# USOS PRINCIPALES DEL AGUA > Energía > Nuclear >  Un nuevo negocio, el desmantelamiento de centrales nucleares

## termopar

Van a ser más las centrales que se desmantelen que las que se pongan en marcha, al menos, eso se espera en EEUU como ya se demostró en otro hilo de este foro. De hecho, las empresas nucleares ya se están preparando para el nuevo negocio de desmantelamiento de los viejos reactores nucleares:




> *Areva-NorthStar JV offers accelerated decommissioning*
> 
> 02 February 2017
> Areva Nuclear Materials and NorthStar have formed a new joint venture, Accelerated Decommissioning Partners (ADP), to acquire and decommission shut-down US nuclear reactors. The joint venture has already begun the process to acquire nuclear facilities, including their used nuclear fuel.
> 
> ADP brings together Areva's core competencies in nuclear component dismantling and used fuel management with NorthStar's expertise in demolition and environmental remediation. The joint venture is designed to contain all the management, regulatory, technical and financial qualifications needed to decommission nuclear energy sites in accordance with US Nuclear Regulatory Commission and state requirements.
> 
> The new venture is already working with a US power company to assess the decommissioning and dismantling of "multiple nuclear reactor facilities scheduled for shutdown", the companies said. It expects to complete the process, including the negotiation of terms for the post-shutdown transfer of ownership of the sites and their used fuel inventory, by the end of 2017.
> 
> ...


Referencia: http://world-nuclear-news.org/WR-Are...g-0202177.html

----------

**DATOS PROPORCIONADOS**

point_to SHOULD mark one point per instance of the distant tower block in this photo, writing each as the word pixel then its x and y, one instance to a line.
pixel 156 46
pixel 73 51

**TAREA A**
Transcribe de la selección el fragmento que empieza con "## termopar" y sigue hasta "used nuclear fuel.".
**TAREA B**
Según la selección, ¿qué nombre recibe la empresa conjunta que formaron Areva Nuclear Materials y NorthStar?
No hace falta consultar el listado.

**RESPUESTA A**
## termopar

Van a ser más las centrales que se desmantelen que las que se pongan en marcha, al menos, eso se espera en EEUU como ya se demostró en otro hilo de este foro. De hecho, las empresas nucleares ya se están preparando para el nuevo negocio de desmantelamiento de los viejos reactores nucleares:




> *Areva-NorthStar JV offers accelerated decommissioning*
> 
> 02 February 2017
> Areva Nuclear Materials and NorthStar have formed a new joint venture, Accelerated Decommissioning Partners (ADP), to acquire and decommission shut-down US nuclear reactors. The joint venture has already begun the process to acquire nuclear facilities, including their used nuclear fuel.

**RESPUESTA B**
Accelerated Decommissioning Partners (ADP).